• Data rows

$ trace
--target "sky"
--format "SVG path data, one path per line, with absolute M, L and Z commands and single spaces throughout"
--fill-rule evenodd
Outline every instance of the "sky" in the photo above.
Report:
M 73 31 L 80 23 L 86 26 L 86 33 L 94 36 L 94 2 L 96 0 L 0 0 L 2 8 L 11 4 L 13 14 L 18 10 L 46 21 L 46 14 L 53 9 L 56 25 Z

• Problem to solve
Reproduce the item above word for word, keeping every line and character unchanged.

• Task output
$ trace
--target "sky"
--format "SVG path data, one path per line, with absolute M, L and Z commands and single spaces throughout"
--fill-rule evenodd
Outline every instance of the "sky" in the photo above.
Report:
M 73 31 L 80 23 L 86 26 L 86 33 L 94 36 L 94 2 L 96 0 L 0 0 L 2 8 L 11 4 L 13 14 L 18 10 L 46 21 L 46 14 L 53 9 L 56 25 Z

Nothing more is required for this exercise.